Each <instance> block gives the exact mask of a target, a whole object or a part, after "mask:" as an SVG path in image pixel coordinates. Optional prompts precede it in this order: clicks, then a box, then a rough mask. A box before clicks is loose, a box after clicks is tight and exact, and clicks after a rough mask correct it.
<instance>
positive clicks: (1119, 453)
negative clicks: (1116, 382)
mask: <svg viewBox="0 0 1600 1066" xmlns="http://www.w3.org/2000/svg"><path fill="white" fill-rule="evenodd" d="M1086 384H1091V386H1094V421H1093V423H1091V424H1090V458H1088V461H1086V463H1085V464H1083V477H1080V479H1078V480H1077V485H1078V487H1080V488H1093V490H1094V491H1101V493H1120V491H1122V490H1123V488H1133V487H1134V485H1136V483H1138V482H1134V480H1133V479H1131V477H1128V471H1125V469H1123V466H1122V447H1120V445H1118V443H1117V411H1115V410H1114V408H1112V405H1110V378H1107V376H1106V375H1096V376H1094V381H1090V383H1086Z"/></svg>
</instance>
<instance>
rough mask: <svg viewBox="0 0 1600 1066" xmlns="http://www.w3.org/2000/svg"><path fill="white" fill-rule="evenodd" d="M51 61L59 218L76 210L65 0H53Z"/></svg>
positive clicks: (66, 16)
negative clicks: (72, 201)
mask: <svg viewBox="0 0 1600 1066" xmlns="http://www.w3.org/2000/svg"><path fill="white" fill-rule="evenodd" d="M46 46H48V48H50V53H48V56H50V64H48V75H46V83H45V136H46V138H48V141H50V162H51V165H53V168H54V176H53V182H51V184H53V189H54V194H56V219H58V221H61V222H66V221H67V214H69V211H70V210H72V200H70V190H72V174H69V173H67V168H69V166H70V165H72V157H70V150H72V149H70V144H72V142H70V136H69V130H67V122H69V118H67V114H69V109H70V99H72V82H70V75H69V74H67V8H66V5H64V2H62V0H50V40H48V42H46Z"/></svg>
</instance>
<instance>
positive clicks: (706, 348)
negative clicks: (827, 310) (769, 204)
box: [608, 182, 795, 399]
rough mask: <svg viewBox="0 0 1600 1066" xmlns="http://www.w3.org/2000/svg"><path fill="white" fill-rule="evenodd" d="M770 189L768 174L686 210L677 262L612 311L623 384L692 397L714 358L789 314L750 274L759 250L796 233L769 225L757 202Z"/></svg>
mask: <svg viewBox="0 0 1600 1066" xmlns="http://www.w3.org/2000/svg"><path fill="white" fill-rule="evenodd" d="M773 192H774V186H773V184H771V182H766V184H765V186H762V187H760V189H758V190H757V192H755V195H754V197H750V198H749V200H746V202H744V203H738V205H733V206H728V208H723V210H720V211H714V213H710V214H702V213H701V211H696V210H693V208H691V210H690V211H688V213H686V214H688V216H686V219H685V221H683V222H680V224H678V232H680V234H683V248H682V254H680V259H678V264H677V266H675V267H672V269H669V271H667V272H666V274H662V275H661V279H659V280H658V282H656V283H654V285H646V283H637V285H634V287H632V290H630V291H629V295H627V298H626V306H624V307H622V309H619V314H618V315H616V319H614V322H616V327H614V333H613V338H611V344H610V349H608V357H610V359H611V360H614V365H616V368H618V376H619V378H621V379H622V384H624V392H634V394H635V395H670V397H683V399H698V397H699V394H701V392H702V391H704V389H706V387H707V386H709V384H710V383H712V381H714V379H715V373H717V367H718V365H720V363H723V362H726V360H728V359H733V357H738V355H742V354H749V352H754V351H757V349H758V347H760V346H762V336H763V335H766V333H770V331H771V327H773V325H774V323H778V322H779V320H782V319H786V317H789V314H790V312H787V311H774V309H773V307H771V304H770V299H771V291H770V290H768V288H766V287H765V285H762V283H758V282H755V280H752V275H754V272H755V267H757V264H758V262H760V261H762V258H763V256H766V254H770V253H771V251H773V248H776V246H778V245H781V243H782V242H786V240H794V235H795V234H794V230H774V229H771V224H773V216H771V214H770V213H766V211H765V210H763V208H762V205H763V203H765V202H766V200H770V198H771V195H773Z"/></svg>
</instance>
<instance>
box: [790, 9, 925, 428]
━━━━━━━━━━
* [Work to be completed]: Copy out every line of the records above character for character, with nothing added or left out.

* [Exercise solution]:
Each <instance> block gives the exact mask of a target, a whole object or a part, after "mask:" as an SVG path in image pixel coordinates. Optional prompts precede it in this order: clicks, then a box, then a rough mask. A box before clicks is loose, a box after clicks is tight and exact, and clicks after a rough mask correct it.
<instance>
positive clicks: (1119, 453)
negative clicks: (1116, 382)
mask: <svg viewBox="0 0 1600 1066" xmlns="http://www.w3.org/2000/svg"><path fill="white" fill-rule="evenodd" d="M1086 384H1091V386H1094V421H1093V423H1091V424H1090V458H1088V461H1086V463H1085V464H1083V477H1080V479H1078V480H1077V485H1078V487H1080V488H1093V490H1094V491H1101V493H1120V491H1122V490H1123V488H1133V487H1134V485H1136V483H1138V482H1134V480H1133V479H1131V477H1128V471H1125V469H1123V466H1122V447H1120V445H1118V443H1117V411H1115V410H1114V408H1112V405H1110V378H1107V376H1106V375H1096V376H1094V381H1090V383H1086Z"/></svg>
</instance>
<instance>
rough mask: <svg viewBox="0 0 1600 1066" xmlns="http://www.w3.org/2000/svg"><path fill="white" fill-rule="evenodd" d="M51 61L59 218L76 210L65 0H53Z"/></svg>
positive clicks: (66, 16)
negative clicks: (72, 201)
mask: <svg viewBox="0 0 1600 1066" xmlns="http://www.w3.org/2000/svg"><path fill="white" fill-rule="evenodd" d="M46 46H48V48H50V53H48V56H50V64H48V75H46V83H45V136H46V138H48V141H50V162H51V165H53V168H54V176H53V182H51V184H53V189H54V194H56V219H58V221H61V222H66V221H67V214H69V211H70V210H72V200H70V190H72V174H69V173H67V168H69V166H70V165H72V157H70V150H72V149H70V144H72V142H70V136H69V130H67V122H69V118H67V114H69V109H70V99H72V82H70V75H69V74H67V8H66V5H64V2H62V0H50V40H48V42H46Z"/></svg>
</instance>
<instance>
positive clicks: (706, 348)
negative clicks: (827, 310) (769, 204)
box: [608, 182, 795, 399]
rough mask: <svg viewBox="0 0 1600 1066" xmlns="http://www.w3.org/2000/svg"><path fill="white" fill-rule="evenodd" d="M770 189L768 174L686 210L677 262L612 311L623 384L692 397L714 358L789 314L750 274L759 250L796 233L769 225L757 202Z"/></svg>
mask: <svg viewBox="0 0 1600 1066" xmlns="http://www.w3.org/2000/svg"><path fill="white" fill-rule="evenodd" d="M773 192H774V186H773V184H771V182H766V184H765V186H762V187H760V189H758V190H757V192H755V195H754V197H750V198H749V200H746V202H744V203H738V205H733V206H728V208H723V210H720V211H714V213H710V214H702V213H701V211H696V210H693V208H691V210H690V211H688V213H686V214H688V216H686V219H685V221H683V222H680V224H678V232H680V234H683V248H682V254H680V259H678V264H677V266H675V267H672V269H669V271H667V272H666V274H662V275H661V279H659V280H658V282H656V283H654V285H646V283H637V285H634V287H632V290H630V291H629V295H627V298H626V306H624V307H622V309H619V314H618V315H616V319H614V322H616V327H614V333H613V338H611V344H610V349H608V357H610V359H611V360H614V365H616V368H618V376H619V378H621V379H622V384H624V392H634V394H635V395H670V397H683V399H698V397H699V394H701V392H702V391H704V389H706V387H707V386H709V384H710V383H712V381H714V379H715V373H717V367H718V365H720V363H723V362H726V360H728V359H733V357H738V355H742V354H749V352H754V351H757V349H758V347H760V346H762V336H763V335H766V333H770V331H771V327H773V325H774V323H778V322H779V320H782V319H786V317H789V314H790V312H787V311H774V309H773V307H771V304H770V299H771V291H770V290H768V288H766V287H765V285H762V283H758V282H755V280H752V275H754V272H755V267H757V264H758V262H760V261H762V258H763V256H766V254H770V253H771V251H773V248H776V246H778V245H781V243H782V242H786V240H794V235H795V234H794V230H774V229H771V224H773V216H771V214H770V213H766V211H765V210H763V208H762V205H763V203H765V202H766V200H770V198H771V195H773Z"/></svg>
</instance>
<instance>
box: [790, 9, 925, 428]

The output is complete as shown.